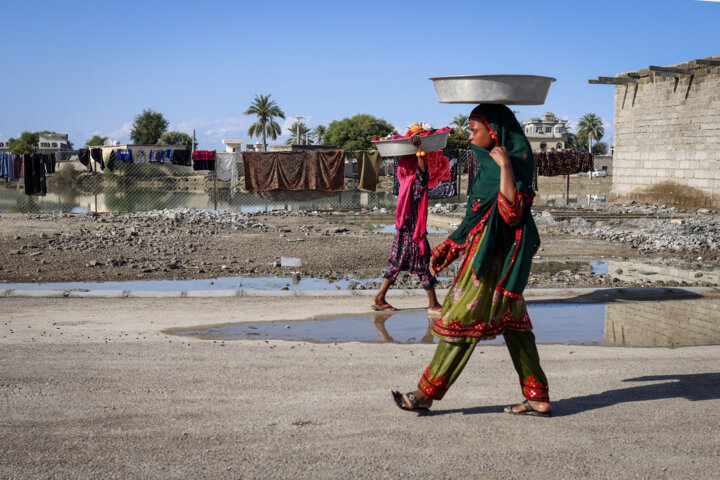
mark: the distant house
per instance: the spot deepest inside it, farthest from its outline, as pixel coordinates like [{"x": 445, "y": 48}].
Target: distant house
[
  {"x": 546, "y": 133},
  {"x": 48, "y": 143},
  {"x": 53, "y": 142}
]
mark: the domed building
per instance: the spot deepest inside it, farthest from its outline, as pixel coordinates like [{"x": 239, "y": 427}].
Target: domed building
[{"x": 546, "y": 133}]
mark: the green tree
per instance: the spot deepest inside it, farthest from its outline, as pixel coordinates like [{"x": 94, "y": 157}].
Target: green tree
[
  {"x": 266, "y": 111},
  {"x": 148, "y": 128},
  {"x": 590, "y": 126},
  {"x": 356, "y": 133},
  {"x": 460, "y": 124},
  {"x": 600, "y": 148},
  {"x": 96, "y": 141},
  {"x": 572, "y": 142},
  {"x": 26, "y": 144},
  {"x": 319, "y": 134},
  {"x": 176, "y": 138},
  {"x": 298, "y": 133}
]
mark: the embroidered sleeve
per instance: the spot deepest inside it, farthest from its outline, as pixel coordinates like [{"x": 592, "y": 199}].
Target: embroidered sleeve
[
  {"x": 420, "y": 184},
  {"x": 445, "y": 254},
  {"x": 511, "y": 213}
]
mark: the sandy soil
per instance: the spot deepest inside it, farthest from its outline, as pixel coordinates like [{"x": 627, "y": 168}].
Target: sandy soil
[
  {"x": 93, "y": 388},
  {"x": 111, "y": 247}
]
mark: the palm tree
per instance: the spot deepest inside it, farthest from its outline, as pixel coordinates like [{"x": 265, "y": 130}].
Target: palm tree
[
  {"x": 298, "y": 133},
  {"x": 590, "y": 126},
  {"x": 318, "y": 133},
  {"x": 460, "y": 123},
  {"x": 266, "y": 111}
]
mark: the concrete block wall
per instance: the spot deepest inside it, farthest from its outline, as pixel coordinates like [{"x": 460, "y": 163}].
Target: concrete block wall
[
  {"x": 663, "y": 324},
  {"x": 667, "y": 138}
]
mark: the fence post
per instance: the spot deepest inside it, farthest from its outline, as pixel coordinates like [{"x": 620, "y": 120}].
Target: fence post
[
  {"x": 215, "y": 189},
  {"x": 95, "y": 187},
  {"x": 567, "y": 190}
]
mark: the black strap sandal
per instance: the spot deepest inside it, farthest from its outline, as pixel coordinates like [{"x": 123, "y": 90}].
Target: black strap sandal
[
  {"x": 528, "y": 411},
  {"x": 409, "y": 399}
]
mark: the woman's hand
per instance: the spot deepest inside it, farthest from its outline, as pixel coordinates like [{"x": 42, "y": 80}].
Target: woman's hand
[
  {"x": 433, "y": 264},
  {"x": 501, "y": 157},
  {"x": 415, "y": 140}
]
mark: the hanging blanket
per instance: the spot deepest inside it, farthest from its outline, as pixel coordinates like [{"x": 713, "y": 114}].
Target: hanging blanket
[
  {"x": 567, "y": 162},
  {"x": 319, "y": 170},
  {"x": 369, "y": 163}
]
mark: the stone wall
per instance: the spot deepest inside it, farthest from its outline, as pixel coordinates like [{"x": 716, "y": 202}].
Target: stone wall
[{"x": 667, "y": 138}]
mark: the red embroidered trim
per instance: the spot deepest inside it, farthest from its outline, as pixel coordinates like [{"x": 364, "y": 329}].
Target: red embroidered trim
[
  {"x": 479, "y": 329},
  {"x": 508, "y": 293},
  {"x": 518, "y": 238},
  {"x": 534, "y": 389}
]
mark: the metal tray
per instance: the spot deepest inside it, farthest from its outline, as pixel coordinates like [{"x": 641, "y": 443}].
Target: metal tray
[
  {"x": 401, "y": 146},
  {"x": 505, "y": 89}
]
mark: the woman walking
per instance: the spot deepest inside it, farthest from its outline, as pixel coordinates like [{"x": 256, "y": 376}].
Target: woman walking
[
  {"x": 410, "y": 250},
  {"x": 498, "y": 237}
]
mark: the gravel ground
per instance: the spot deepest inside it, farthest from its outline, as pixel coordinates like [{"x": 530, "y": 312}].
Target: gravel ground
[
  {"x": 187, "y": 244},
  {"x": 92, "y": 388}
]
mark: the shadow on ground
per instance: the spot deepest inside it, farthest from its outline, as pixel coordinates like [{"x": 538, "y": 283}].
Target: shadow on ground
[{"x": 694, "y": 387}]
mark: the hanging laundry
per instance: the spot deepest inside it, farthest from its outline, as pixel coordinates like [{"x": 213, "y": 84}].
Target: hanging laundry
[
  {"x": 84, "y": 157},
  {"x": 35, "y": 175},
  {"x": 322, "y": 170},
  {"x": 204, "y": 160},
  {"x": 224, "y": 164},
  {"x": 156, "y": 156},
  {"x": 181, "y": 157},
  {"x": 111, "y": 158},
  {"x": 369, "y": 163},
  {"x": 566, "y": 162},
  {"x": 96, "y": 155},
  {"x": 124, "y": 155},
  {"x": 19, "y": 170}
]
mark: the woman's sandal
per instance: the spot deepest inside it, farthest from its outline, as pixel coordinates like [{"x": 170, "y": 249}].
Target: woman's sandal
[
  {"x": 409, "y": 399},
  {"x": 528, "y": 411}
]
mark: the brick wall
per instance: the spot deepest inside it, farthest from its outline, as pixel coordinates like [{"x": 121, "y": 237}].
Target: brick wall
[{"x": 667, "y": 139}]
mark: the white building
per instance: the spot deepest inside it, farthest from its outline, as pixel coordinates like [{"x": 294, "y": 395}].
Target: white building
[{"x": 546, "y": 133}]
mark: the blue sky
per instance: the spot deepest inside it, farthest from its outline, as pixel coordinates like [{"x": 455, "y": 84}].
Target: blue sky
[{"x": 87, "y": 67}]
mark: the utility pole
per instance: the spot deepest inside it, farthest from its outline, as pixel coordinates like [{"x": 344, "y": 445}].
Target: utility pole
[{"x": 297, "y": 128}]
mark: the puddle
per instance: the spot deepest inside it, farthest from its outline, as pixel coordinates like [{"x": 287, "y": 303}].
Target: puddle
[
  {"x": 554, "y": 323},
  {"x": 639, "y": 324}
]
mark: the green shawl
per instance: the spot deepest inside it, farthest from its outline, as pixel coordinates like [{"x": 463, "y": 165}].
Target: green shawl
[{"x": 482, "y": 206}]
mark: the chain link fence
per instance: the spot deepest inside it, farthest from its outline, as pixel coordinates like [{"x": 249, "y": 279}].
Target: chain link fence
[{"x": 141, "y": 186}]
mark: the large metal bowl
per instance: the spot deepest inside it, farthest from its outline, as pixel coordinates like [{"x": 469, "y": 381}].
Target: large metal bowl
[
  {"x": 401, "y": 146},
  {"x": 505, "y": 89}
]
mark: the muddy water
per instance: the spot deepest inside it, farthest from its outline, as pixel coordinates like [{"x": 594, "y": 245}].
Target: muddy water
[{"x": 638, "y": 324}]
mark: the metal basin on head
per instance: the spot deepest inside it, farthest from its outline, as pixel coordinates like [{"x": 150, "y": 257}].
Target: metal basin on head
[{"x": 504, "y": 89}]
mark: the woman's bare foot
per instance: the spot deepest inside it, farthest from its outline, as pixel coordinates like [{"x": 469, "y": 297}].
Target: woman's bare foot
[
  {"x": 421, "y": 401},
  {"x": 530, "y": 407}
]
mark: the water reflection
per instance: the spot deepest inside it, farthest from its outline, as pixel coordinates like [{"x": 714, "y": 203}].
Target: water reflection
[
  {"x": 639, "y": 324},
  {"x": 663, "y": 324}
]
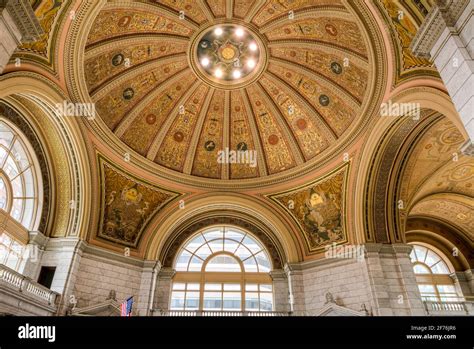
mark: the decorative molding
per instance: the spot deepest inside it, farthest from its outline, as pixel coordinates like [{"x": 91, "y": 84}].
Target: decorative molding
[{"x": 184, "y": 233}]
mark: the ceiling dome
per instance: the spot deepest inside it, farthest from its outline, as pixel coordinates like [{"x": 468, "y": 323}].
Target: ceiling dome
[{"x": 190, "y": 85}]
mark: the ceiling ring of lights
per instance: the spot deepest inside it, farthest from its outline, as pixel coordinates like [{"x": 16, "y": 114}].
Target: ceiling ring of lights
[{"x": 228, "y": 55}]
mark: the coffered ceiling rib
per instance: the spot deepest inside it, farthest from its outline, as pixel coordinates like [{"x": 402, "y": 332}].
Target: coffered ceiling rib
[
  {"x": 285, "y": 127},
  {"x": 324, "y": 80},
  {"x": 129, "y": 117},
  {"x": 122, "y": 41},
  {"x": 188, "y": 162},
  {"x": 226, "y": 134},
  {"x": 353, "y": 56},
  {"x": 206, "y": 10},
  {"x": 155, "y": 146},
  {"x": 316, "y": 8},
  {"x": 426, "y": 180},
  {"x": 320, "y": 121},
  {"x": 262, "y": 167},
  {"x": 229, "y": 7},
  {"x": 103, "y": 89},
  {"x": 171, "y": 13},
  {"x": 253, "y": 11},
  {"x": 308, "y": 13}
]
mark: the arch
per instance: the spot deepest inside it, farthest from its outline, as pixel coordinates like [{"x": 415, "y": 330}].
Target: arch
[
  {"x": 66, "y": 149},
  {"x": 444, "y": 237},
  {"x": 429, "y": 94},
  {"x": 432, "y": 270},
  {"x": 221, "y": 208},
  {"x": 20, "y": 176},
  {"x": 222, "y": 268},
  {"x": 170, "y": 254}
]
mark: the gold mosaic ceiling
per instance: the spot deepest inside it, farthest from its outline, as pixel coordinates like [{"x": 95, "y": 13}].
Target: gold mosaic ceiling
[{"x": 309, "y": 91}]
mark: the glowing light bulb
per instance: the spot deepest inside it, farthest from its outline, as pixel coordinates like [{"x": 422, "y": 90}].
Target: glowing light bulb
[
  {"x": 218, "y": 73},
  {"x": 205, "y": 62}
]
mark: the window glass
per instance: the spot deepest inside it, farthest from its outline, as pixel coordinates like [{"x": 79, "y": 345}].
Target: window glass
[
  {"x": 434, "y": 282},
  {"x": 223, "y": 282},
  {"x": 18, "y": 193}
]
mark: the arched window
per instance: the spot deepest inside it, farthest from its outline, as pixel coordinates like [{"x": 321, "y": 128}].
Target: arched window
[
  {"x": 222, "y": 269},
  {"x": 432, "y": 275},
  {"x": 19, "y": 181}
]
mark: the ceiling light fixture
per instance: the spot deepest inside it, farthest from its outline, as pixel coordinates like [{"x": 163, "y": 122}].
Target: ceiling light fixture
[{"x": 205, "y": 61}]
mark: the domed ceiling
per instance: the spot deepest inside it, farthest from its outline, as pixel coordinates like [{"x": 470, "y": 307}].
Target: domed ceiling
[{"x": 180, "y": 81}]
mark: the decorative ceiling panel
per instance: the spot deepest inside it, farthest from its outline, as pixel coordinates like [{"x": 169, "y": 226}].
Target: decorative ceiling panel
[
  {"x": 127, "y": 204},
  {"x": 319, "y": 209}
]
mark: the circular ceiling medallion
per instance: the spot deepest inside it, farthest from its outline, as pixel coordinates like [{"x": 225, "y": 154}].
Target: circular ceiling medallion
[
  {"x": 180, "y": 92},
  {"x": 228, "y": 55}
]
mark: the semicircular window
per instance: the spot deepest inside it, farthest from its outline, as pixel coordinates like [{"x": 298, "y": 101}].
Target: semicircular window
..........
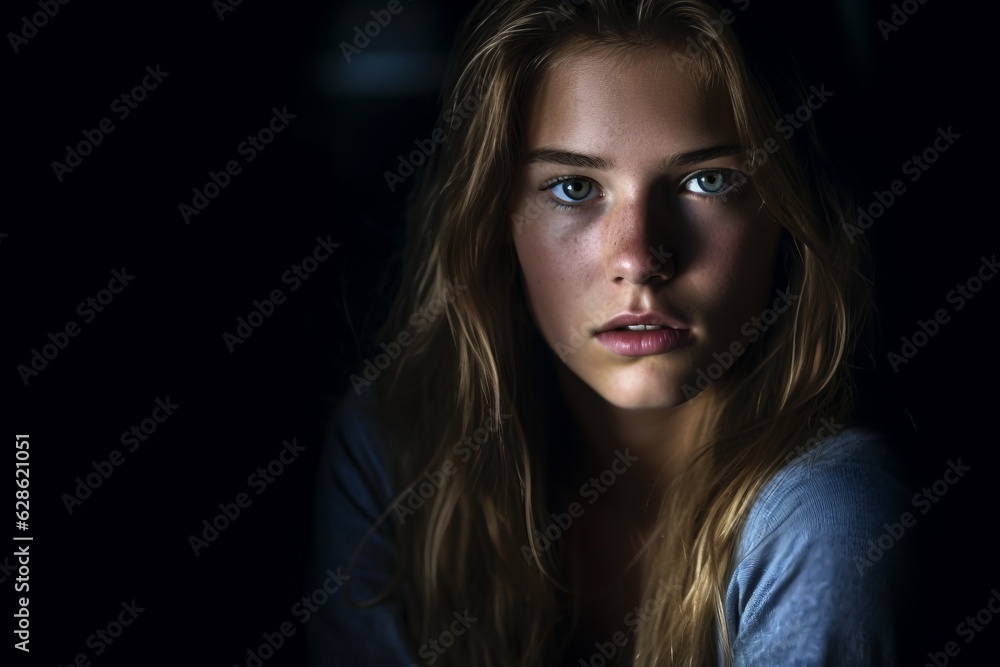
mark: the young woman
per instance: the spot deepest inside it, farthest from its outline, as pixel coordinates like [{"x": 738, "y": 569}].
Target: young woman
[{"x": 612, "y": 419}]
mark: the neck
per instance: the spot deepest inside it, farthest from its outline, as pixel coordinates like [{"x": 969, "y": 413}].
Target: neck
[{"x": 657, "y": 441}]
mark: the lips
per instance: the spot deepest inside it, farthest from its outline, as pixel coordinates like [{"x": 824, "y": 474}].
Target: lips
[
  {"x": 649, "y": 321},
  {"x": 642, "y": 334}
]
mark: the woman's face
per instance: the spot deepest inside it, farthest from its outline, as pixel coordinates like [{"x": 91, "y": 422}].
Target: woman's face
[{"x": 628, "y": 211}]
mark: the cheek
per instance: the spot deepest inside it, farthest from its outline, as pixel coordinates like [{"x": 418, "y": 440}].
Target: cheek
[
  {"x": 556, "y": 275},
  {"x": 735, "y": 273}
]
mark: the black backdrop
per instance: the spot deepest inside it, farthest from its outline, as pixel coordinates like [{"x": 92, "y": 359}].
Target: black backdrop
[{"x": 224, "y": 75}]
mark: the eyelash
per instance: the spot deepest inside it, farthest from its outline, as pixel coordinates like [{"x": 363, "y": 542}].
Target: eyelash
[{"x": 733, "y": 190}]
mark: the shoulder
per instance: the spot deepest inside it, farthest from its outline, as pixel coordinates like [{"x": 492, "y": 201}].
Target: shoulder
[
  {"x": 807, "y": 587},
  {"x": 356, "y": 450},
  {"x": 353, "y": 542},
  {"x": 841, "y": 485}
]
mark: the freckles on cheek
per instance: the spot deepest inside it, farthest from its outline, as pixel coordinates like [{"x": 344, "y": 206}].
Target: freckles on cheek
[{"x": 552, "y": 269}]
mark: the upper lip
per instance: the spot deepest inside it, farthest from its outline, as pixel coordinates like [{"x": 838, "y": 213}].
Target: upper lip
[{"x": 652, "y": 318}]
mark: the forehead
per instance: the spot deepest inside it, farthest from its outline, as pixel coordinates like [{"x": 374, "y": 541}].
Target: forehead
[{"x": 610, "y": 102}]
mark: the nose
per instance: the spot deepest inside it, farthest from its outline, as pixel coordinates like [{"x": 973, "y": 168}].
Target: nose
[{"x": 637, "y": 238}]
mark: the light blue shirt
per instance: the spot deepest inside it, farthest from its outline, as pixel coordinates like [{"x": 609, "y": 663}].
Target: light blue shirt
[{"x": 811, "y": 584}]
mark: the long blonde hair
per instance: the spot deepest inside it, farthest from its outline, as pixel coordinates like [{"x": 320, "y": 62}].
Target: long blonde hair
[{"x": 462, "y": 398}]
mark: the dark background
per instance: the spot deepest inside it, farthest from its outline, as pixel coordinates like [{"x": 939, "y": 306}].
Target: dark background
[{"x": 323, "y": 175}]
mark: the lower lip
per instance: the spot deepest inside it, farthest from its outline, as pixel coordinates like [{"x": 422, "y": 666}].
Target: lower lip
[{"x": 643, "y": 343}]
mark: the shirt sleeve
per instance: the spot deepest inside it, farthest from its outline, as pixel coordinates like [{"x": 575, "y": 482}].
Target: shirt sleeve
..........
- [Your instructions] List every line in the items that contains the word "white".

- [Exercise result]
mark: the white building
Target: white building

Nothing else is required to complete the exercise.